● **Request**
Please count how many of the lines below contain the string "censer", matching case exactly, and reply with that number alone.

● **Task input**

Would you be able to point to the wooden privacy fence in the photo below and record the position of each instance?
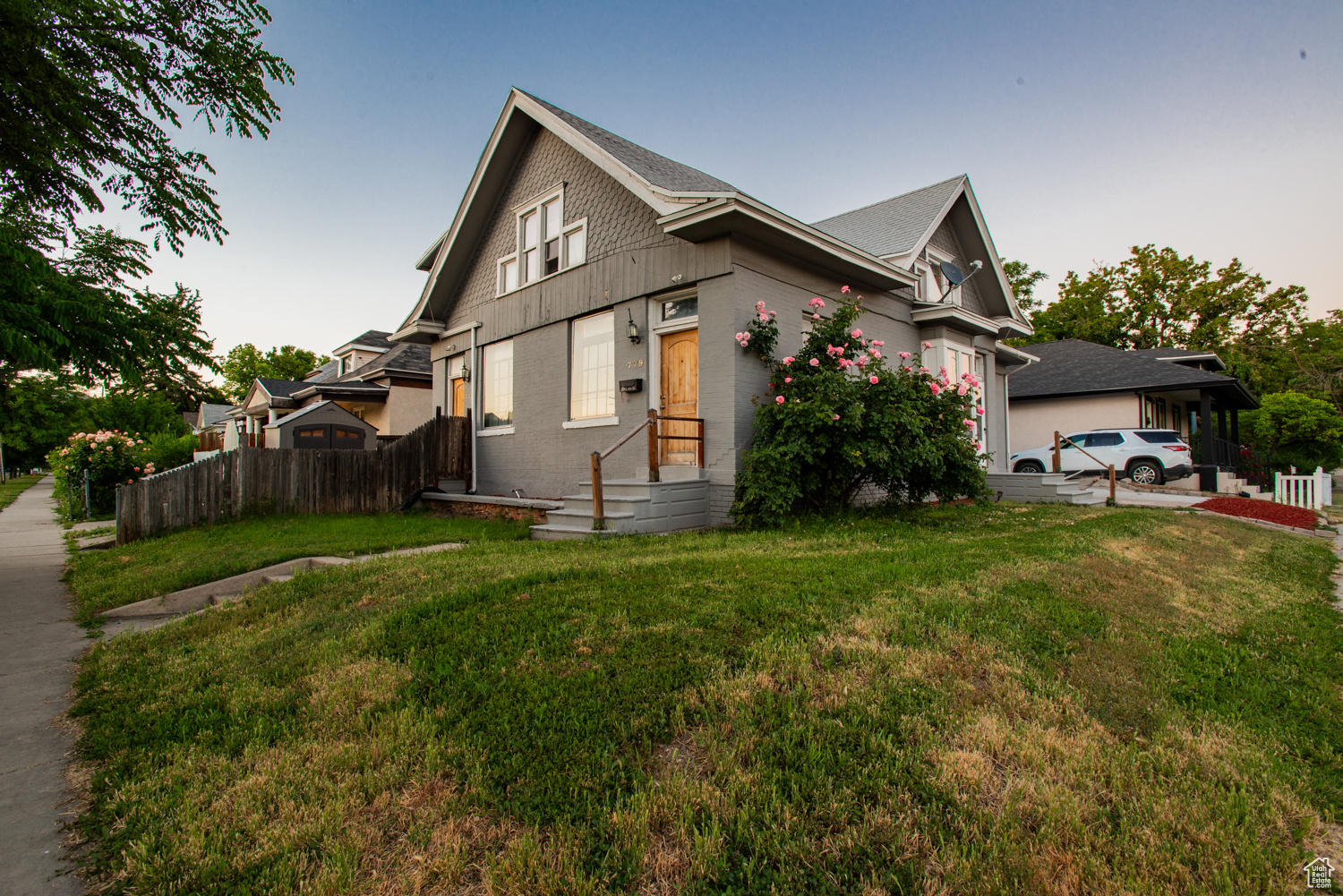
(295, 482)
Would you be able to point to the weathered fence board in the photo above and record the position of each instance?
(258, 480)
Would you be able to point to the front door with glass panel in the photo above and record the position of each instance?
(459, 397)
(680, 397)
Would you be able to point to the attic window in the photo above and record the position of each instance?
(545, 244)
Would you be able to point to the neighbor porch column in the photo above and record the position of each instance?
(1208, 445)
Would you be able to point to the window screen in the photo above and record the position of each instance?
(593, 384)
(499, 384)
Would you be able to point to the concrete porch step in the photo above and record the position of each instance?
(560, 533)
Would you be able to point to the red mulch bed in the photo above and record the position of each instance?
(1280, 514)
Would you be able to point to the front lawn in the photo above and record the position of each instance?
(10, 490)
(158, 566)
(966, 700)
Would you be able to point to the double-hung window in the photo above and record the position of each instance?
(499, 384)
(593, 383)
(545, 244)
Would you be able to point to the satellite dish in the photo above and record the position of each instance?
(951, 273)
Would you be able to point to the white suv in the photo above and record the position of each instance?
(1147, 457)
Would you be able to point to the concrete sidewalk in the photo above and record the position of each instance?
(38, 643)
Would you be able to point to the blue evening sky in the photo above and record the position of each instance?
(1085, 128)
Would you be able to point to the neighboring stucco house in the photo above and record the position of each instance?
(1080, 386)
(586, 279)
(389, 384)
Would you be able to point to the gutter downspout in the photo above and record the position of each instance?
(1007, 410)
(475, 414)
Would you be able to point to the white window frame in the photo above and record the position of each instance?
(485, 397)
(574, 365)
(536, 204)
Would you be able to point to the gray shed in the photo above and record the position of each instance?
(324, 424)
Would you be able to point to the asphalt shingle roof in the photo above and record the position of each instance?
(892, 226)
(214, 414)
(1074, 367)
(281, 388)
(657, 169)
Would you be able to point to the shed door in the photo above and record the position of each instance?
(346, 437)
(312, 437)
(680, 397)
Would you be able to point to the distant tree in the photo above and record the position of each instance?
(1296, 430)
(91, 89)
(244, 363)
(1023, 281)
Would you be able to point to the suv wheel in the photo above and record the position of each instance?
(1146, 474)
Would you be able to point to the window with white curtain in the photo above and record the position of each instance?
(593, 383)
(499, 384)
(545, 244)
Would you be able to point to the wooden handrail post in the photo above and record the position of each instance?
(654, 474)
(598, 504)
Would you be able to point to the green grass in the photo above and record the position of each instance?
(13, 488)
(972, 700)
(152, 567)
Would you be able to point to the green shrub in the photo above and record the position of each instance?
(840, 421)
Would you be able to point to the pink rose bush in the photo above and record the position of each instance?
(760, 333)
(112, 458)
(841, 421)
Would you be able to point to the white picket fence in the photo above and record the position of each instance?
(1311, 491)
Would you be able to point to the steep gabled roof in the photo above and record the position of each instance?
(657, 169)
(894, 226)
(1076, 367)
(403, 357)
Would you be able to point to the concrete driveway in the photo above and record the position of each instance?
(38, 643)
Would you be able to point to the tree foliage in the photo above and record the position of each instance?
(1023, 281)
(1295, 430)
(91, 89)
(838, 421)
(244, 363)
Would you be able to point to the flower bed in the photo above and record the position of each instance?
(1280, 514)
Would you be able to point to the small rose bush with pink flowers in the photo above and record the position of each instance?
(838, 421)
(112, 458)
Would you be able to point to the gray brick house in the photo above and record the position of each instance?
(571, 239)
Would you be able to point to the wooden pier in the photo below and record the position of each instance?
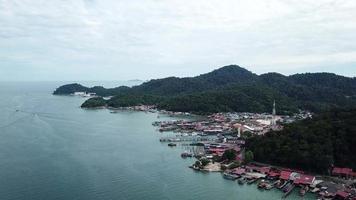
(187, 139)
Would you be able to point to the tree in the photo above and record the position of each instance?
(204, 162)
(229, 155)
(249, 156)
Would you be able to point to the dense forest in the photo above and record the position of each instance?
(232, 88)
(313, 144)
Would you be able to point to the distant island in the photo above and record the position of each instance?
(230, 88)
(321, 143)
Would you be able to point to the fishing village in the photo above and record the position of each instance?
(217, 143)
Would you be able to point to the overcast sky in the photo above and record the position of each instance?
(144, 39)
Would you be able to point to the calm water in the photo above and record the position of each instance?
(51, 149)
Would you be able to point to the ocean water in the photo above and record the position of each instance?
(51, 149)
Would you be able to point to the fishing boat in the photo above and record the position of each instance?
(186, 155)
(251, 180)
(241, 181)
(269, 186)
(288, 189)
(282, 184)
(262, 184)
(230, 176)
(303, 190)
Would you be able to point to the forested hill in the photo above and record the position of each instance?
(313, 144)
(232, 88)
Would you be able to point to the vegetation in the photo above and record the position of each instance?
(94, 102)
(313, 144)
(229, 155)
(249, 157)
(232, 88)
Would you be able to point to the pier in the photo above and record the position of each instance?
(187, 139)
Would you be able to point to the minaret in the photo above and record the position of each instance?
(274, 114)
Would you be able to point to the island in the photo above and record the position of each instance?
(232, 88)
(279, 131)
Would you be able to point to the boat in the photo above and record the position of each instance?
(230, 176)
(288, 189)
(303, 190)
(251, 180)
(241, 181)
(262, 184)
(269, 186)
(282, 184)
(186, 155)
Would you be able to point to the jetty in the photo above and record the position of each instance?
(187, 139)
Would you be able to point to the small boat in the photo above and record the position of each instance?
(186, 155)
(303, 190)
(288, 189)
(282, 184)
(230, 176)
(251, 180)
(241, 181)
(261, 185)
(269, 186)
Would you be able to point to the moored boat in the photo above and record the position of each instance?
(230, 176)
(241, 181)
(186, 155)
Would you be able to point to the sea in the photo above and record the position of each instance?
(51, 149)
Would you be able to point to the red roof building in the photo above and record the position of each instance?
(342, 194)
(239, 171)
(274, 174)
(303, 179)
(265, 170)
(285, 175)
(342, 171)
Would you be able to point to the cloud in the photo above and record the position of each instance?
(121, 39)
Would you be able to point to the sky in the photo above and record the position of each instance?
(145, 39)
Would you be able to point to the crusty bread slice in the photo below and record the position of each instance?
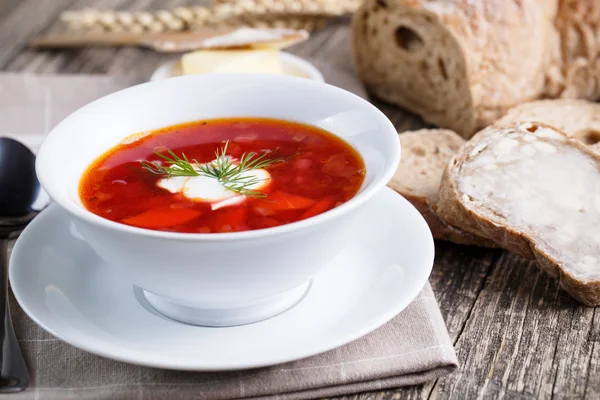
(459, 64)
(425, 154)
(579, 119)
(535, 192)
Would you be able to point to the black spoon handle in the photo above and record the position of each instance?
(13, 371)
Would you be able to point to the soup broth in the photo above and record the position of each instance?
(222, 175)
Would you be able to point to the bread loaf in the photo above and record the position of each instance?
(425, 154)
(459, 64)
(575, 73)
(579, 119)
(462, 64)
(536, 192)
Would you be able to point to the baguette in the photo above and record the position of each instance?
(516, 185)
(459, 64)
(425, 154)
(462, 64)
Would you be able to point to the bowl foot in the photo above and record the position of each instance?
(196, 314)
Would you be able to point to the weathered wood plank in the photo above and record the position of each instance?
(6, 7)
(29, 18)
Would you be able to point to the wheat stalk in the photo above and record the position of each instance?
(297, 14)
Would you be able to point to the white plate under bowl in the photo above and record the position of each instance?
(292, 65)
(66, 289)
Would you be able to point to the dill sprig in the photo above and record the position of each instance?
(230, 174)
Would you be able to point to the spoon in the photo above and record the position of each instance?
(21, 199)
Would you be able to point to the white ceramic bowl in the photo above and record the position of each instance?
(225, 278)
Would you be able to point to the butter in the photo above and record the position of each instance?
(266, 61)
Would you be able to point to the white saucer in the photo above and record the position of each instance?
(292, 64)
(63, 286)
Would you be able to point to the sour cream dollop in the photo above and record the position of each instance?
(209, 189)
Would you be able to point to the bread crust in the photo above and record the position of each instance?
(425, 155)
(459, 213)
(579, 119)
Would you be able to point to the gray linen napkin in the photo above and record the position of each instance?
(409, 350)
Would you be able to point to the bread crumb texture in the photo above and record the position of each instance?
(534, 191)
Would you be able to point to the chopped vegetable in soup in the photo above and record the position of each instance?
(222, 175)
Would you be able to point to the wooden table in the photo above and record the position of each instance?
(516, 334)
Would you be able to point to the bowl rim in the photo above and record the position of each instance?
(366, 193)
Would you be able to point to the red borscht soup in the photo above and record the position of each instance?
(222, 175)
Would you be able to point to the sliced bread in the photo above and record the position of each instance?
(425, 154)
(535, 192)
(579, 119)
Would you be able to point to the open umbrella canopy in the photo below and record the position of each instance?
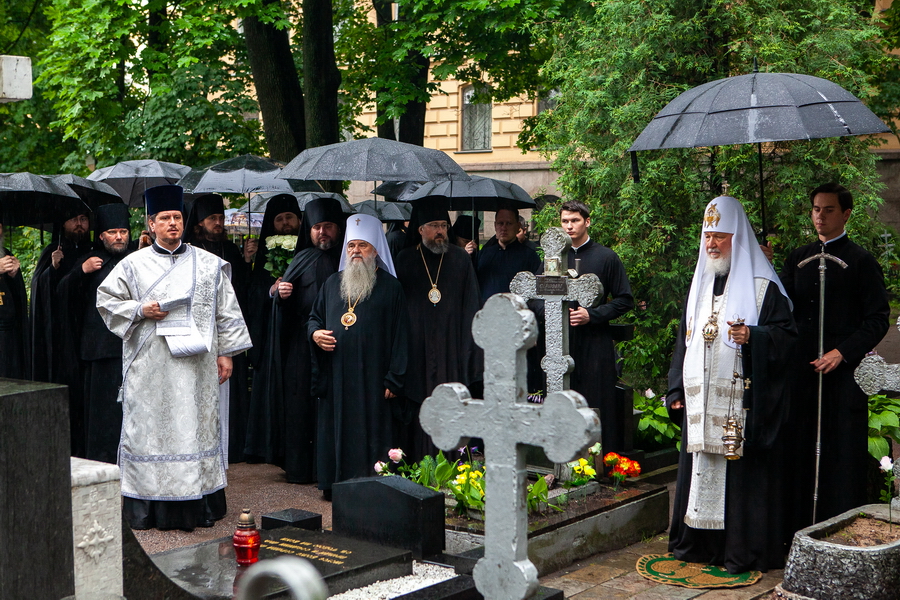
(94, 193)
(758, 108)
(479, 193)
(243, 175)
(373, 159)
(397, 190)
(131, 178)
(385, 211)
(34, 200)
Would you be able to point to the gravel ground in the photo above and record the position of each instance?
(261, 488)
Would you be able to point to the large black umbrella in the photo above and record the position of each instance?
(34, 200)
(373, 159)
(386, 212)
(479, 193)
(754, 109)
(131, 178)
(243, 175)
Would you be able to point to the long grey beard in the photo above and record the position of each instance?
(718, 266)
(436, 246)
(358, 279)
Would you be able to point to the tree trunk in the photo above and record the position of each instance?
(277, 88)
(320, 75)
(412, 121)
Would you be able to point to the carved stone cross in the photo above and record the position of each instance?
(557, 287)
(563, 426)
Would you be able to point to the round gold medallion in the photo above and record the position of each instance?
(348, 319)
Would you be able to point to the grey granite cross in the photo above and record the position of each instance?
(557, 288)
(563, 426)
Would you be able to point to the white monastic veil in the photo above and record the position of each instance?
(726, 215)
(369, 229)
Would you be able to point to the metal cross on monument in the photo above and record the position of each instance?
(557, 287)
(563, 426)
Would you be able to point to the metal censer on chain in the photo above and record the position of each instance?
(733, 437)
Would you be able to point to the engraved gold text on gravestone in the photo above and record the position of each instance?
(320, 552)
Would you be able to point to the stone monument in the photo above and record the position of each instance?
(563, 426)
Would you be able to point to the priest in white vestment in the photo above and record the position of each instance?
(737, 320)
(175, 309)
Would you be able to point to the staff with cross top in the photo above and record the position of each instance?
(849, 308)
(563, 426)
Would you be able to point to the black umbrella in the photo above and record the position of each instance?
(479, 193)
(397, 190)
(243, 175)
(34, 200)
(373, 159)
(385, 211)
(131, 178)
(757, 108)
(94, 193)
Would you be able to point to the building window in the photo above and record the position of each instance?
(476, 122)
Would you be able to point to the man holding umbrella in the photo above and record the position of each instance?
(13, 316)
(855, 319)
(86, 336)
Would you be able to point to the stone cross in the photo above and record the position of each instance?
(15, 78)
(557, 287)
(563, 426)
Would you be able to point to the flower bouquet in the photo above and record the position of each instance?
(280, 253)
(621, 468)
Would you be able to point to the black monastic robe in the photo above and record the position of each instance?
(592, 346)
(14, 339)
(755, 533)
(357, 425)
(497, 266)
(442, 349)
(283, 412)
(856, 319)
(239, 383)
(99, 353)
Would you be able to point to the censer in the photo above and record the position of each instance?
(733, 437)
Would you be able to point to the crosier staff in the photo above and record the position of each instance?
(822, 256)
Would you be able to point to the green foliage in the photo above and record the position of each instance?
(884, 422)
(152, 79)
(655, 429)
(611, 85)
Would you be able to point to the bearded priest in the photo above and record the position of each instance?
(360, 324)
(737, 319)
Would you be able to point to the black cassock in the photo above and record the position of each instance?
(442, 349)
(755, 535)
(239, 383)
(53, 358)
(591, 345)
(282, 421)
(497, 266)
(357, 425)
(14, 346)
(856, 319)
(99, 352)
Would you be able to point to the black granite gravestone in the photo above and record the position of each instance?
(292, 517)
(390, 510)
(35, 492)
(209, 570)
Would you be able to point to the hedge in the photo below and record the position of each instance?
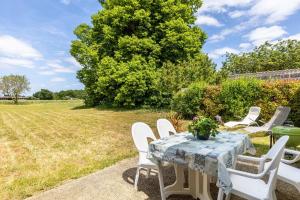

● **Correct answer**
2